History

United States
- Acquired: 4 September 1861
- Commissioned: 16 December 1861
- Decommissioned: 31 August 1865
- Fate: Sold, 27 September 1865

General characteristics
- Displacement: 401 tons
- Length: 124 ft 6 in (37.95 m)
- Beam: 29 ft 3 in (8.92 m)
- Depth of hold: 12 ft 2 in (3.71 m)
- Propulsion: sail
- Complement: 62
- Armament: four 32-pounder guns

= USS James S. Chambers =

Gunboat of the United States Navy

USS James S. Chambers was a schooner acquired by the Union Navy during the American Civil War. She was used by the Union Navy as a gunboat in support of the Union Navy blockade of Confederate waterways.

## AIM
Using the USS James S. Chambers text, decide whether each statement agrees with it: (a) the ship was commissioned in 1861, (b) the ship was driven by steam, (c) the ship carried six guns. Answer yes or no for each, quoting the words of the text that settle it.

## RAW RECORDS
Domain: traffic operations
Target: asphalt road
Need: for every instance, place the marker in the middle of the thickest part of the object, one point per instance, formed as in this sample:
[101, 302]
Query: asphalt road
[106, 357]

## WRITTEN REPLY
(a) Yes: "Commissioned: 16 December 1861"
(b) No: "Propulsion: sail"
(c) No: "Armament: four 32-pounder guns"